• **GOAL**
Recast each line of the records below as a Markdown table with two columns: n for the row number and Line for the text of that line. Omit any blank lines.

Source records
##########
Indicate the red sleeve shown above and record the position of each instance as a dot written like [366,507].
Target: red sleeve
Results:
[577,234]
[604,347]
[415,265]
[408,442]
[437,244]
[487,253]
##########
• **OUTPUT**
| n | Line |
|---|---|
| 1 | Indicate the red sleeve shown above and record the position of each instance as a dot written like [366,507]. |
| 2 | Target: red sleeve |
| 3 | Results: |
| 4 | [577,234] |
| 5 | [604,347] |
| 6 | [415,265] |
| 7 | [408,442] |
| 8 | [437,244] |
| 9 | [487,253] |